Having said all that, we can now answer the question:
Is Relational database doomed?
Not really.
It is not any more doomed that the old network databases and hierarchical databases of the mainframe era that still store huge amounts of data. The only thing that is doomed is the idea that the relational model offers an effective general solution to the problem of storing data in a convenient and accessible form.
It never did and it never will do.















Um, Teradata, Greenplum, and Netezza are all very much relational databases.
Teradata is a full RDBMS with an optimizer. It offers full ANSI compliant transaction capabilities – always has. It is not a query-only product like a Red Brick.
The relational model is not a physical model (i.e it isn’t about b-trees and optimizers), it is a logical model:
“A data model is an abstract, self-contained, logical definition of the objects, operators, and so forth, that together constitute the abstract machine with which users interact. The objects allow us to model the structure of data. The operators allow us to model its behavior.”
The relational model is explicitly independent of the physical layer.
As for Greenplum, the PostgreSQL ‘Object’ part of ‘Object-Relational DBMS’ is thin (inheritable tables) and hardly justification for claiming it as a non-relational database. And there is nothing magical about map reduce which renders databases that can do it necessarily non-relational, considering it is easily duplicated with materialzed views and triggers.
They are relational at the logical level, because they offer SQL interfaces, but many object databases do that too. They are not built with traditional RDBMS b-tree architectures that depend upon an optimizer, so they are not relational at the physical level. Greenplum is based on the Postgres object relational engine and supports MapReduce access as well as SQL. Also they are all query-based products built for query workloads. Relational databases offer full transactional capabilities.

Entries drawn from a collection
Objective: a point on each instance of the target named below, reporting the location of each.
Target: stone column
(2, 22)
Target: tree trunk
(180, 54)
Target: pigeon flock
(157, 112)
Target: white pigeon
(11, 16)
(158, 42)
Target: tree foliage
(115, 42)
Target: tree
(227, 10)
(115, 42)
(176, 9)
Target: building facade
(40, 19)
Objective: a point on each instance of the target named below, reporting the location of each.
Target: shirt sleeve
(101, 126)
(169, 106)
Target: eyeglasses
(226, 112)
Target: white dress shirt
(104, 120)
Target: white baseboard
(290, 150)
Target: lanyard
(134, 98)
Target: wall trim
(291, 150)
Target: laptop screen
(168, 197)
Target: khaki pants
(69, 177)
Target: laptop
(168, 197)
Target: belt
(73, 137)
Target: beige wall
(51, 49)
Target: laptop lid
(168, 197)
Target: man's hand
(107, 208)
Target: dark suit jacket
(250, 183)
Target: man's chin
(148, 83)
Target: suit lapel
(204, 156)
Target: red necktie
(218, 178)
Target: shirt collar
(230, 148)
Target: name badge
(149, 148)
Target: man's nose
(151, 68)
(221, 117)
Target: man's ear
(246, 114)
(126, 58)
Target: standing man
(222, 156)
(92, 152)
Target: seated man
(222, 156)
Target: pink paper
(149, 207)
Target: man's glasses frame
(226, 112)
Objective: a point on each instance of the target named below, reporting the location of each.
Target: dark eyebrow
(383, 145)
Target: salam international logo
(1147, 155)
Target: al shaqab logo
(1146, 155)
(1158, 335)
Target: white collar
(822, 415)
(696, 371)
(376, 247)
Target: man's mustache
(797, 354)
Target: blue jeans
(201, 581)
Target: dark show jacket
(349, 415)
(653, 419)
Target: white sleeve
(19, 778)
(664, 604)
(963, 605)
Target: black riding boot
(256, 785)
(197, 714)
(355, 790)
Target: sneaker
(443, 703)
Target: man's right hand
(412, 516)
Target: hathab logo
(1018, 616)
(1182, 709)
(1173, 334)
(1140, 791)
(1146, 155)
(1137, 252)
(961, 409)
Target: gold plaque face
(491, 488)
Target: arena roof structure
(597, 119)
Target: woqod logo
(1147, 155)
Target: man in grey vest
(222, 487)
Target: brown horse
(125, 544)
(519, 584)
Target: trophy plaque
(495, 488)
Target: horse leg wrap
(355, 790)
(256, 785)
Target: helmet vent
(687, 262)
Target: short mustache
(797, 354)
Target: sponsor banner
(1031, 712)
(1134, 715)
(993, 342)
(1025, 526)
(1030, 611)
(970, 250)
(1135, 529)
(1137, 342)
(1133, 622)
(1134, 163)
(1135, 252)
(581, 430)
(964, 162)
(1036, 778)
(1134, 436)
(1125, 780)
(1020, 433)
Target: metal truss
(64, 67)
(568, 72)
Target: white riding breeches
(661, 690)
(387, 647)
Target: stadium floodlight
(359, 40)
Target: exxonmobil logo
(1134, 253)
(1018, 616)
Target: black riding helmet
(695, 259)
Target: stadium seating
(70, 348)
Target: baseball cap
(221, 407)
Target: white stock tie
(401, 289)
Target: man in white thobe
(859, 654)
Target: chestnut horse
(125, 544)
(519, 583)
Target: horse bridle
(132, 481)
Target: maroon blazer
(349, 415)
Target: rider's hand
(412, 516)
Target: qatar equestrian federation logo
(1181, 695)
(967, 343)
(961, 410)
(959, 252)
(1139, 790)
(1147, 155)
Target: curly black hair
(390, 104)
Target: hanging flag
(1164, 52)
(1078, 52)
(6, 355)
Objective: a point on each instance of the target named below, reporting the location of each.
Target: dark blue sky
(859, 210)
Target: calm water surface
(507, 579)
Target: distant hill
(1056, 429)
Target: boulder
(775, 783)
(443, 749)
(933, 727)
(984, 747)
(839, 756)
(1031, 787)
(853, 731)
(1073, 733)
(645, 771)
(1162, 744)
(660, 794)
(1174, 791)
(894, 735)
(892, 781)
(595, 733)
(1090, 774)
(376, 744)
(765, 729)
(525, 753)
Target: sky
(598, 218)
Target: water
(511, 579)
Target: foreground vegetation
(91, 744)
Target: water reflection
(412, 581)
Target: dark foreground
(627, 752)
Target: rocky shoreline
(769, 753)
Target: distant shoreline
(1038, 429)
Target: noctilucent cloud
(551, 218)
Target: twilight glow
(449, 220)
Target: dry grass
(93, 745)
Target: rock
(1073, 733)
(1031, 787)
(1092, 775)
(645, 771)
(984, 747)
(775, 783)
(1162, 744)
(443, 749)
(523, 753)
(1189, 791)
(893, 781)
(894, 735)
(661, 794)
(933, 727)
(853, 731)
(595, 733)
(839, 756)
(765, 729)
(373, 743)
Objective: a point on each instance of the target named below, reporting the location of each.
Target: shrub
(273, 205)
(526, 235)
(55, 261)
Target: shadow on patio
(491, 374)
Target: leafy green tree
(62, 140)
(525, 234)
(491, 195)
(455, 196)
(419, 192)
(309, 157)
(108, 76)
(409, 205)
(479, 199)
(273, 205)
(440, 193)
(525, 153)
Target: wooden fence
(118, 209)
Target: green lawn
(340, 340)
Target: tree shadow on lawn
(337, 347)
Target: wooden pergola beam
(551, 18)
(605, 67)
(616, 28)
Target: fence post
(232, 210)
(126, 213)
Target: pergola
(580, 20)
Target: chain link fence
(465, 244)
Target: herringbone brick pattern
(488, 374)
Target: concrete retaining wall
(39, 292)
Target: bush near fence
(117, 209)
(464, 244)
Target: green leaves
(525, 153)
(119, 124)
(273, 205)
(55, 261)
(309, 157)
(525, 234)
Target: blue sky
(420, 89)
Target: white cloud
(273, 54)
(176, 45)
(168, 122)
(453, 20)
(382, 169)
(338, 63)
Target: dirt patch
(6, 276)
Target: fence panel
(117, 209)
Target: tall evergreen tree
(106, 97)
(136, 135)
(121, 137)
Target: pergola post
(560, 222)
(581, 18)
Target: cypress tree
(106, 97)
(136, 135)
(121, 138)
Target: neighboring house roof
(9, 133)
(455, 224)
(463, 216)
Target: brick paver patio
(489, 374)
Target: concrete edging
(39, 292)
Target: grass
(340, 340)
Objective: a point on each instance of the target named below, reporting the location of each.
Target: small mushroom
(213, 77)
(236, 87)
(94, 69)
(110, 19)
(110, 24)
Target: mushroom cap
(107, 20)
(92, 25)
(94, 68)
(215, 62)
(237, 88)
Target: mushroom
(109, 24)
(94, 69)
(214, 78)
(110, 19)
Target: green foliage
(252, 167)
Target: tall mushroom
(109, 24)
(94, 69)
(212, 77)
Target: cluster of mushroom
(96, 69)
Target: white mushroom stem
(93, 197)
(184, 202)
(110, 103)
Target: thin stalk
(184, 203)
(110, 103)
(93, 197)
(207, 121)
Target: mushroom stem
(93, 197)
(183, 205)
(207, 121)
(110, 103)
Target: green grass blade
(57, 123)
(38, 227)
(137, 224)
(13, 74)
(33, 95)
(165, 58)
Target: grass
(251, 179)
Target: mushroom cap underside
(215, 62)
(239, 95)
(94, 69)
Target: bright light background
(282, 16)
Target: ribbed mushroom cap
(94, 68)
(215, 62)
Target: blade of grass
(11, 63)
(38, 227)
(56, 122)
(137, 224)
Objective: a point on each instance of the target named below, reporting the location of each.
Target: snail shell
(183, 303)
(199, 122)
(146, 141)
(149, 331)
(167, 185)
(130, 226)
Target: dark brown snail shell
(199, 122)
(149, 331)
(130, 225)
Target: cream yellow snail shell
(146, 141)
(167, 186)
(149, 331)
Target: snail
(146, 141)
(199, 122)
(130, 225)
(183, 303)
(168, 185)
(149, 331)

*Set of tasks*:
A) Reproduce the part of the passage on relational databases above that opens with the words containing "Not really." and closes with "and accessible form.".
B) Decide whether each statement agrees with the passage on relational databases above. Answer yes or no, and quote the deciding words. (i) Teradata offers full ANSI compliant transaction capabilities. (ii) The relational model is described as a physical model concerned with b-trees and optimizers. (iii) Greenplum supports MapReduce access in addition to SQL.

*Answers for each item*:
A)
Not really.
It is not any more doomed that the old network databases and hierarchical databases of the mainframe era that still store huge amounts of data. The only thing that is doomed is the idea that the relational model offers an effective general solution to the problem of storing data in a convenient and accessible form.

B)
(i) Yes: "It offers full ANSI compliant transaction capabilities – always has."
(ii) No: "The relational model is not a physical model (i.e it isn’t about b-trees and optimizers), it is a logical model"
(iii) Yes: "Greenplum is based on the Postgres object relational engine and supports MapReduce access as well as SQL."